Passage provided
________________

Reforming Health Care with Doctors Instead of Insurance

Imagine a health reform plan that has nothing to do with insurance. It adds no new regulations on insurance companies, no subsidies to help people purchase policies, and no individual mandate to force people to maintain coverage. And it does nothing to expand public programs, like Medicare and Medicaid.

Is such a plan possible? Could it do anything for the 50 million or so Americans who can’t get the care they need because they are uninsured?

The answer is that such a plan is not only possible but has already been implemented by the Obama administration. It takes the form of a major expansion of the National Health Service Corps, a program that sends doctors, nurses and other health care providers to underserved areas, where one-fifth of the population lives.

The Corps, which was established in 1972, provides scholarships and loan repayment awards for students who commit to spending their first years of clinical practice in rural and inner city communities. The 2009 stimulus bill included $300 million to expand the program, and the health reform law added another $300 million a year for five years starting in 2010.

With this financial infusion, the Corps has almost tripled in size since 2008.  It had 3,600 members then, and it has 10,000 today, the largest number in its history.

More importantly, the number of people served by the Corps has also almost tripled from 3.7 million to 10.5 million. These people live in places where it is difficult to find a doctor or a nurse when you need one. No amount of insurance can help with that.

________________

Task set
**A.** According to the health reform article, how many members did the National Health Service Corps have in 2008?
**B.** Retype everything in the health reform article from "Reforming Health Care" down to "they are uninsured?".
**C.** Carry the health reform article on past its final sentence with a few more paragraphs.
The data below comes from a separate source.

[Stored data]
________________

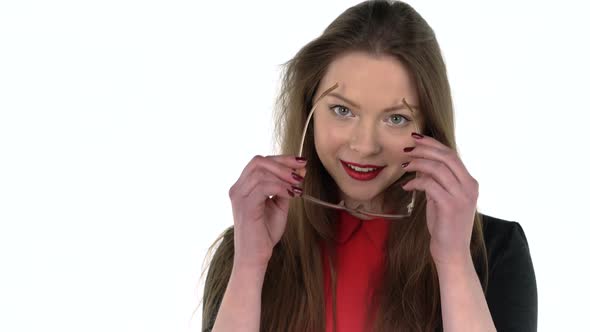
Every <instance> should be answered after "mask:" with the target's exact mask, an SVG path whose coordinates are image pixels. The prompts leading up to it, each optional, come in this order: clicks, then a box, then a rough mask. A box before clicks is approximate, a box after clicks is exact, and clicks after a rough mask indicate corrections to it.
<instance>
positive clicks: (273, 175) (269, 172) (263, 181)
mask: <svg viewBox="0 0 590 332" xmlns="http://www.w3.org/2000/svg"><path fill="white" fill-rule="evenodd" d="M266 182H275V183H277V184H279V185H280V186H281V187H280V188H282V189H284V190H282V191H285V192H286V193H289V192H291V193H295V191H296V189H294V188H298V189H301V187H300V186H299V185H293V184H291V183H290V182H288V181H285V180H283V179H281V178H280V177H278V176H277V175H276V174H273V173H270V172H269V171H267V170H264V169H257V170H255V171H254V172H253V173H252V176H250V177H249V178H248V179H247V180H246V181H245V182H244V185H243V190H242V193H243V195H242V196H243V197H250V196H252V195H253V193H254V192H255V191H256V190H257V187H258V186H260V185H261V184H262V183H266ZM277 194H279V193H274V192H271V193H270V194H268V195H267V196H266V198H268V196H272V195H277Z"/></svg>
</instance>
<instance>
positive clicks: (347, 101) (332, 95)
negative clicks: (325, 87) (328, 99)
mask: <svg viewBox="0 0 590 332" xmlns="http://www.w3.org/2000/svg"><path fill="white" fill-rule="evenodd" d="M327 96H332V97H336V98H338V99H341V100H343V101H345V102H346V103H348V104H350V105H352V106H353V107H356V108H360V106H359V105H358V104H357V103H355V102H353V101H352V100H350V99H348V98H346V97H344V96H343V95H341V94H339V93H337V92H330V93H328V94H327ZM408 105H410V107H412V108H413V109H420V107H418V106H416V105H412V104H410V103H408ZM401 109H406V105H404V104H403V103H401V104H399V105H395V106H392V107H388V108H386V109H384V110H383V112H384V113H385V112H391V111H397V110H401Z"/></svg>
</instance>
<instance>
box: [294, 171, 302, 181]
mask: <svg viewBox="0 0 590 332" xmlns="http://www.w3.org/2000/svg"><path fill="white" fill-rule="evenodd" d="M291 175H292V176H293V179H295V180H296V181H299V182H301V181H303V177H301V175H299V174H297V173H295V172H293V173H291Z"/></svg>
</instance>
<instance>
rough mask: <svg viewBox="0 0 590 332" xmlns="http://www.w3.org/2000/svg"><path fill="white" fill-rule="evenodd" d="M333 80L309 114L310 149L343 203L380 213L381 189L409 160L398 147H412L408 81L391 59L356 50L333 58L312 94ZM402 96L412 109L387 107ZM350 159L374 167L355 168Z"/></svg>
mask: <svg viewBox="0 0 590 332" xmlns="http://www.w3.org/2000/svg"><path fill="white" fill-rule="evenodd" d="M336 82H338V87H337V88H336V89H335V90H333V91H332V92H331V93H330V94H328V95H327V96H326V97H324V98H323V99H322V100H320V101H319V104H318V108H317V109H316V111H315V113H314V121H313V123H314V139H315V148H316V151H317V153H318V156H319V158H320V160H321V162H322V164H323V165H324V167H325V168H326V170H327V171H328V172H329V173H330V175H331V176H332V178H333V179H334V181H335V182H336V184H337V185H338V187H339V191H340V199H342V200H344V201H345V203H346V205H347V206H349V207H358V205H360V204H363V205H364V208H365V209H370V210H371V211H383V210H384V209H385V208H386V207H383V206H382V202H383V196H382V193H383V191H384V190H385V189H387V188H388V187H389V186H390V185H391V184H393V183H394V182H395V181H396V180H398V179H399V178H400V177H401V176H402V175H403V174H404V169H403V168H402V167H401V164H402V163H404V162H406V161H409V158H407V157H406V156H405V155H404V154H405V153H404V152H403V148H404V147H407V146H413V144H412V143H413V140H412V139H411V136H410V135H411V133H412V132H413V131H415V128H416V127H415V126H416V125H417V126H418V128H421V127H422V126H421V117H420V112H419V110H418V108H416V107H417V106H418V98H417V93H416V91H415V88H414V85H413V82H412V80H411V77H410V75H409V73H408V71H407V70H406V68H404V66H403V65H402V63H401V62H400V61H399V60H397V59H396V58H394V57H391V56H382V57H378V58H377V57H375V56H371V55H369V54H367V53H361V52H354V53H347V54H346V55H343V56H341V57H339V58H337V59H336V60H334V61H333V62H332V63H331V64H330V66H329V67H328V70H327V72H326V75H325V76H324V77H323V78H322V81H321V83H320V86H319V89H318V94H317V95H316V96H315V98H317V97H318V96H319V94H320V93H322V92H323V91H325V90H327V89H328V88H330V87H331V86H332V85H334V84H335V83H336ZM402 98H405V99H406V101H407V102H408V104H410V105H411V106H413V107H414V111H415V113H412V112H411V111H410V110H408V109H407V108H405V107H401V108H399V109H396V110H387V109H388V108H392V107H396V106H403V103H402ZM314 100H315V99H314ZM408 119H409V121H408ZM413 121H416V122H413ZM351 163H354V164H356V165H357V167H358V165H365V166H366V165H372V166H378V167H379V168H378V169H377V170H376V171H371V169H370V168H369V169H367V168H363V169H359V168H356V170H355V169H351V167H350V166H349V165H350V164H351Z"/></svg>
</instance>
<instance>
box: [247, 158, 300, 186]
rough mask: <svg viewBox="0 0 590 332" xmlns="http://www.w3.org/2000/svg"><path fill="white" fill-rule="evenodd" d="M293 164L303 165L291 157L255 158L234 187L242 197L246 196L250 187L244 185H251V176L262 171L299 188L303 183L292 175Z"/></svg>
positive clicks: (298, 175)
mask: <svg viewBox="0 0 590 332" xmlns="http://www.w3.org/2000/svg"><path fill="white" fill-rule="evenodd" d="M295 163H297V164H298V165H299V166H298V167H302V166H301V164H304V163H302V162H299V161H296V160H295V157H293V156H290V157H289V156H268V157H262V156H255V157H254V158H252V160H251V161H250V163H248V165H247V166H246V167H245V168H244V171H243V172H242V175H241V176H240V178H239V179H238V181H237V182H236V184H235V186H236V188H238V190H237V191H238V192H239V193H241V194H242V195H247V194H248V193H249V192H250V191H251V189H252V186H248V187H245V183H247V182H250V183H251V181H249V179H250V178H251V177H252V174H253V173H255V172H257V171H258V170H264V171H266V172H268V173H271V174H274V175H276V176H277V177H278V178H280V179H281V180H283V181H286V182H288V183H290V184H292V185H299V186H300V185H301V183H302V181H303V177H302V176H301V175H298V174H295V175H294V174H293V173H294V172H293V167H294V165H295ZM303 167H304V166H303ZM263 174H266V173H263Z"/></svg>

________________

Results in order
**A.** It had 3,600 members.

**B.**
Reforming Health Care with Doctors Instead of Insurance

Imagine a health reform plan that has nothing to do with insurance. It adds no new regulations on insurance companies, no subsidies to help people purchase policies, and no individual mandate to force people to maintain coverage. And it does nothing to expand public programs, like Medicare and Medicaid.

Is such a plan possible? Could it do anything for the 50 million or so Americans who can’t get the care they need because they are uninsured?

**C.**
And health care has been extended in these regions at a cost that is microscopic compared with most other programs that expand health care access, both public and private.

The Association of American Medical Colleges estimates that America has about  13,700 fewer doctors than it needs. Under health reform, the gap will expand as more people are able to afford care. By 2020, it could reach 91,500.

The Association projects the shortfall to be greatest in primary care. Rural and inner city areas feel it most acutely. This is the kind of care and the kind of geographic region that the Corps is intended to help.

This is not to say that expanding the Corps constitutes a comprehensive solution to the nation’s health care access problems. It provides only a front line for people who would lack basic primary care. They still need access to hospitals, specialists, drugs, and a range of other services.

However, the Corps meets a vital need. Without a front line of primary care, many patients have no means of access to any care at all.

Comprehensive health reform remains crucially important. We can’t continue to deny care to tens of millions of citizens because they are unable to get insurance. But comprehensive reform in any form is expensive and controversial.

While debates over broader health reform continue, quieter efforts, like expanding the Corps, are being pursued in the background to improve things on a smaller scale. For millions of people, those reforms can be a lifesaver.